■ **Exercise brief**
Locate the string "category" throughout the material and copy every line in which it occurs.

■ **Task data**

◆ ◆ ◆

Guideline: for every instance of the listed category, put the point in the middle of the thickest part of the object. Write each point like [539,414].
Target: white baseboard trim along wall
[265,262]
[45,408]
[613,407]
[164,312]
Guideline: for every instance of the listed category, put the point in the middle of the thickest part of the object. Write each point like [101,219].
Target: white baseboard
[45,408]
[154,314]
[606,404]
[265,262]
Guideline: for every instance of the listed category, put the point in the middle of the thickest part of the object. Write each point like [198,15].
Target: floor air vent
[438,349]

◆ ◆ ◆

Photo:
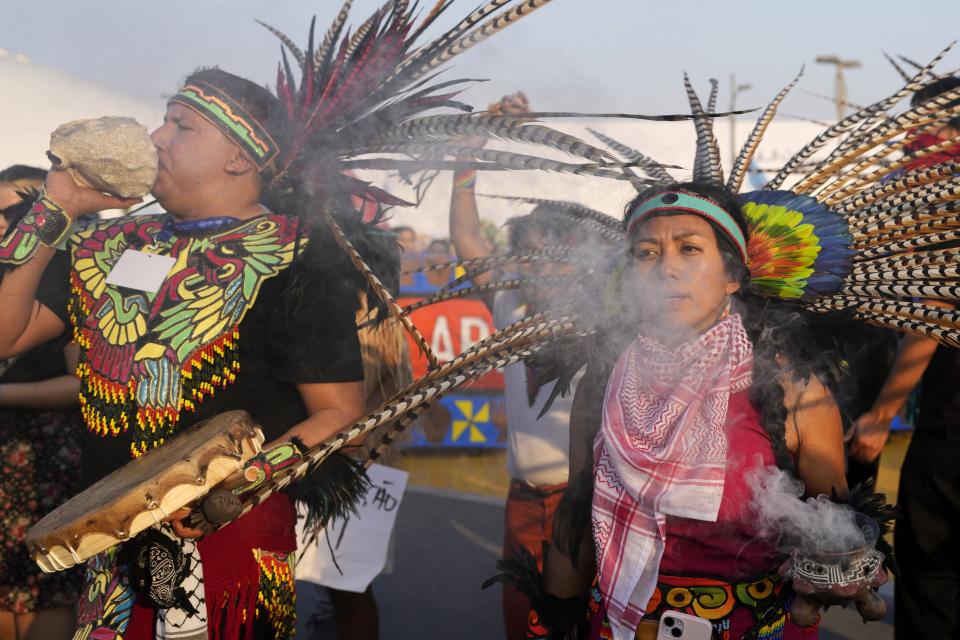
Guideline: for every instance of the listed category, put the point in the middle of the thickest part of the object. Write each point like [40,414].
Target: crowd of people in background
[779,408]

◆ ◆ ◆

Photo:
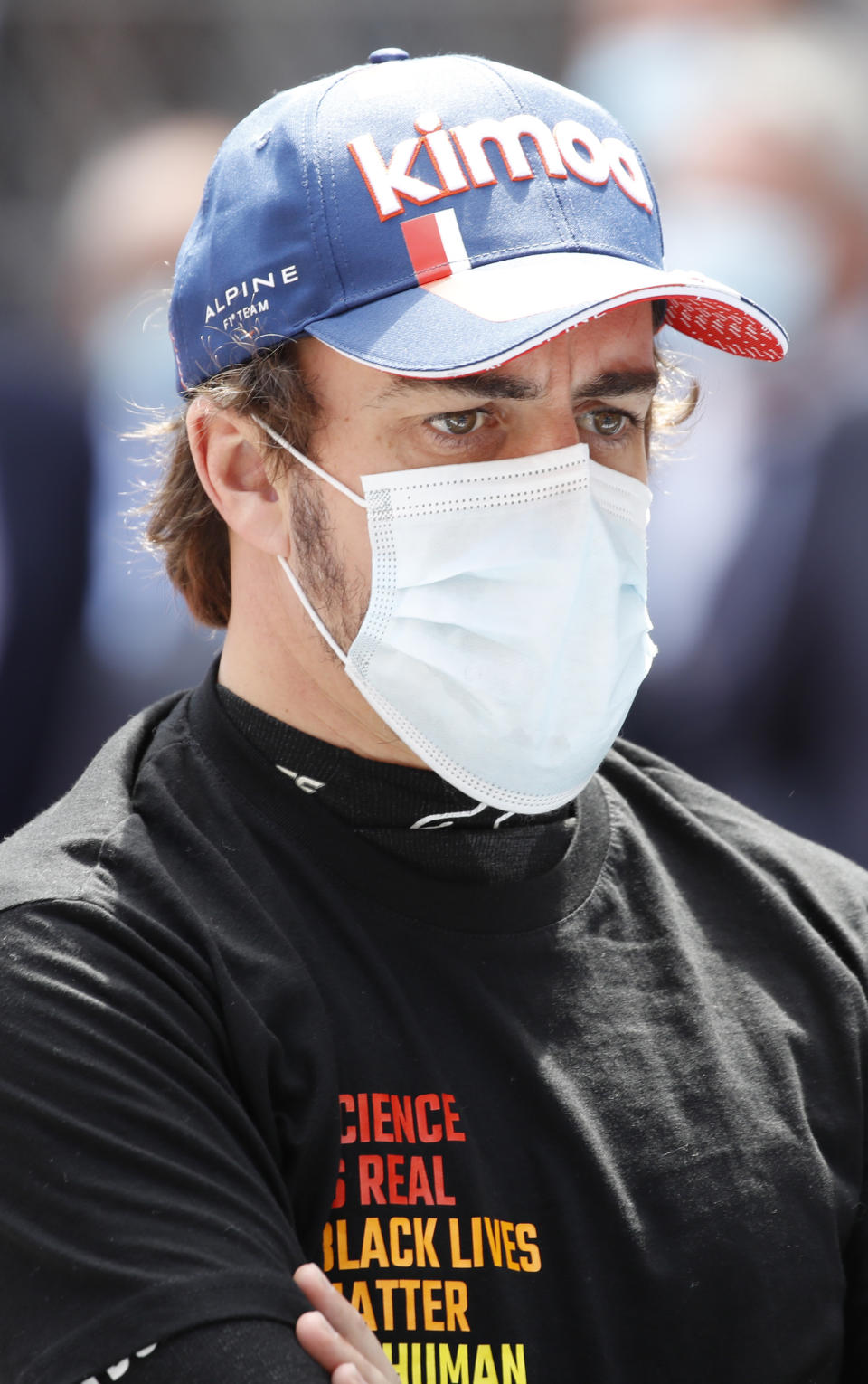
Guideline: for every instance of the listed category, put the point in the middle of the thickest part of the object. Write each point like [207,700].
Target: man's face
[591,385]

◆ ◆ ◆

■ **Your solution**
Guideline: for every instance of the listed category, put the point in the middle of the thickest part of the object. Write each point like [539,414].
Guideline: for every instance of the listed category, put the point in the middle of the thickest part of the object. Write each point like [101,219].
Guideline: for every instance of the listed category, put the point in the middle of the thickest part of the object. Write each point like [198,15].
Guideline: for every instance of the listed category, put the point in the middle of the thickest part of the object. Write each point like [40,414].
Guideline: for every instance of the listed category, put the point in the middle of the thickest part of the object. Write each point like [207,700].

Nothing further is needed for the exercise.